Swap "Input query" for "Search phrase" throughout all of the items, keeping every other line as it is.

(Records from a collection)
►
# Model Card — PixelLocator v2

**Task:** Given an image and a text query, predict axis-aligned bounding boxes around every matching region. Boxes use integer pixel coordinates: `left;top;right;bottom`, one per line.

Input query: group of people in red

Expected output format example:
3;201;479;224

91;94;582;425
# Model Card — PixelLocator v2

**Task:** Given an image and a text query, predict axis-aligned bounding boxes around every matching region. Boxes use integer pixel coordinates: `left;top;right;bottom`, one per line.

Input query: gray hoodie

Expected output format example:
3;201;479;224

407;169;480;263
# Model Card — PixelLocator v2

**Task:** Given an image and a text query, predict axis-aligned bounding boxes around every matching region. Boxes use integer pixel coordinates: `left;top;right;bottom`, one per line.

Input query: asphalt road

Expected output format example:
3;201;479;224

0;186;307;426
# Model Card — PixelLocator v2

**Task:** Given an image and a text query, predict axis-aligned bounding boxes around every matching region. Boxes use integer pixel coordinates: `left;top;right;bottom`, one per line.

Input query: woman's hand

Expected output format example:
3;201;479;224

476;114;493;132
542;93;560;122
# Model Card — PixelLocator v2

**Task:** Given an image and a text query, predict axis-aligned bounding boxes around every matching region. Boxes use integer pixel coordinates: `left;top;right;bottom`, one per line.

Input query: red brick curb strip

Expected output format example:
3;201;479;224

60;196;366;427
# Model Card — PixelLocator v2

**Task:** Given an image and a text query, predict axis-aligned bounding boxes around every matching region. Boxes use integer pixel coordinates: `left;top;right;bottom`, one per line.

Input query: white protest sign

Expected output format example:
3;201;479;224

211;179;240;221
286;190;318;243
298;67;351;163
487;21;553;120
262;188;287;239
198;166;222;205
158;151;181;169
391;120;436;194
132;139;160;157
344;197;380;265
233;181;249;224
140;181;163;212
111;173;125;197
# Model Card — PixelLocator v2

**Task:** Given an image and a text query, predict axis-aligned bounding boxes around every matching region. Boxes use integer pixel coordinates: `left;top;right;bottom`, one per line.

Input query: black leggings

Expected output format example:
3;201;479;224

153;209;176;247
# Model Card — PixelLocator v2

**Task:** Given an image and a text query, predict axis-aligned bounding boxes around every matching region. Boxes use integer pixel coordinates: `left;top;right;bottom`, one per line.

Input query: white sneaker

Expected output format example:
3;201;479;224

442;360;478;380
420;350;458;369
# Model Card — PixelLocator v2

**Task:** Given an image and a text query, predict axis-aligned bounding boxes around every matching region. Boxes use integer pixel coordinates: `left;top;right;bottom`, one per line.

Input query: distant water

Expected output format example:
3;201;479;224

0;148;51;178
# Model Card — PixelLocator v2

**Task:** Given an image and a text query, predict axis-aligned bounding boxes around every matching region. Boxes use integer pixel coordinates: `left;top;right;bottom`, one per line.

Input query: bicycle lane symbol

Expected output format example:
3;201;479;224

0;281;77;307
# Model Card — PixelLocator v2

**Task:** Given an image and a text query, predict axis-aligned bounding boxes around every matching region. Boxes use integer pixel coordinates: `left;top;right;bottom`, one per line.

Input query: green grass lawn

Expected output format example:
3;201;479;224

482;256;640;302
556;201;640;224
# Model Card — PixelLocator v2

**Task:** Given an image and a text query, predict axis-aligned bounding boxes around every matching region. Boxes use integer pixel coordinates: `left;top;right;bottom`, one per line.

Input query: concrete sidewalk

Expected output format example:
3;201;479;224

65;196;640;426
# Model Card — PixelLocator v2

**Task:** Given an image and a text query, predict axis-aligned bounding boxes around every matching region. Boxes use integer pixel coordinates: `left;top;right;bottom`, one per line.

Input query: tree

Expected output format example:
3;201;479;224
◄
WRITTEN REPLY
# Model Card — PixelLocator v2

**Task:** Given an image and a text query, predict axis-aligned bounding boxes around every matching region. Boxes use integer pixel coordinates: `left;top;right;bottom`, one per line.

Search phrase: group of people in red

Expected output format example:
3;201;479;224

91;94;582;425
# Model Card — PixelLocator v2

**Task:** Given an image and a text query, predict axis-aligned bounding boxes around every matching region. Boxes use integer pixel coordinates: `left;top;right;bottom`, one per line.

Search phrase: gray hoodie

Expected output format example:
3;201;479;224

407;169;480;263
# Model Card — PixelLocator v2

**Task:** Given an image and a text query, predict axis-aligned bounding boxes around every matching region. Boxes use integer pixel coordinates: `left;top;right;bottom`, one per line.

Search phrase: asphalt road

Expected output format example:
3;201;479;224

0;186;307;426
# Model Card — PixelLocator v2

**Task:** Given an image and a text query, predict axis-aligned bounding boxes around every matching region. Boxes use integer pixel coordinates: `left;top;right;bottom`, one per line.

Search phrase: woman's hand

Expected output format example:
3;201;479;224

476;114;493;132
542;93;560;122
# Model Card — PixelLocator v2

**Task:** Given an image and a text query, predict axis-aligned bounding boxes around every matching region. Boxes use integer pixel coordinates: `left;top;right;bottom`, one per line.

Search phrase: red brick curb strip

Expected output format example:
3;201;479;224

60;196;366;427
# Model Card — PixelLocator v2

**Task:** Given an image and a text query, predict axis-aligned bounding boxes around every matching region. Boxes use integer pixel coordinates: `left;top;right;bottom`, one per line.

Search phrase: white protest sign

Expected output format example:
3;201;479;224

211;179;240;221
286;190;318;243
298;67;351;163
487;21;553;120
262;188;287;239
198;166;222;205
158;151;181;169
391;120;436;194
132;139;160;157
344;197;380;265
233;181;249;224
140;181;163;212
111;173;125;197
# Model Card — PixelLocator v2

**Task:** Given an image and a text query, predict axis-aligned bounding boxes around every matching region. Boxes use integer pixel coordinates: `left;top;right;bottom`, one per line.

Search phrase: black leggings

Expected output format example:
3;201;479;224

153;209;176;247
# Model Card — PixelLocator v2

**Task:** Given an image and a text query, predict axis-aligned bounding boxes around every matching region. Boxes use integer pixel coordinates: `left;top;right;bottom`, one per line.

Search phrase: white sneaker

Expected output format example:
3;201;479;224

442;360;478;380
420;350;458;369
# Model Card — PixelLocator v2

**Task:** Given an image and a text query, predict axis-aligned bounding boxes around every matching region. Boxes use integer pixel coordinates: `left;top;right;bottom`, one per line.

Search phrase: distant water

Expected output format example:
3;201;479;224

0;148;51;178
# Model Card — PixelLocator v2

**Task:** Given an image and a text query, predict axis-aligned bounding boxes around every matching region. Boxes use integer pixel coordinates: `left;top;right;bottom`, one per line.

Search phrase: bicycle lane symbol

Expected output format example:
3;201;479;224

0;281;77;307
# Model Card — PixelLocator v2

**Task:** Given an image and a text query, predict axis-aligned bounding boxes around every matching region. Boxes use integer pixel coordinates: `left;top;right;bottom`, one per line.

Search phrase: green grass lawn

Expected output format example:
3;201;479;224

482;256;640;302
556;201;640;224
# Model Card — PixelLocator v2

**Task:** Given an image and a text query, predict axis-aligned bounding boxes around every matching region. Boxes use integer pixel coordinates: `left;top;right;bottom`, one per line.

Search phrase: concrete sidewalk

Expected output format example:
3;201;479;224

65;196;640;426
# Model Card — PixelLocator v2

**Task:** Given an image and a text query, predict axis-aligned bounding boxes around every matching region. Boxes use integer pixel coordinates: `left;top;right;bottom`, one per line.

Search phrase: tree

Expected output format example:
3;201;479;224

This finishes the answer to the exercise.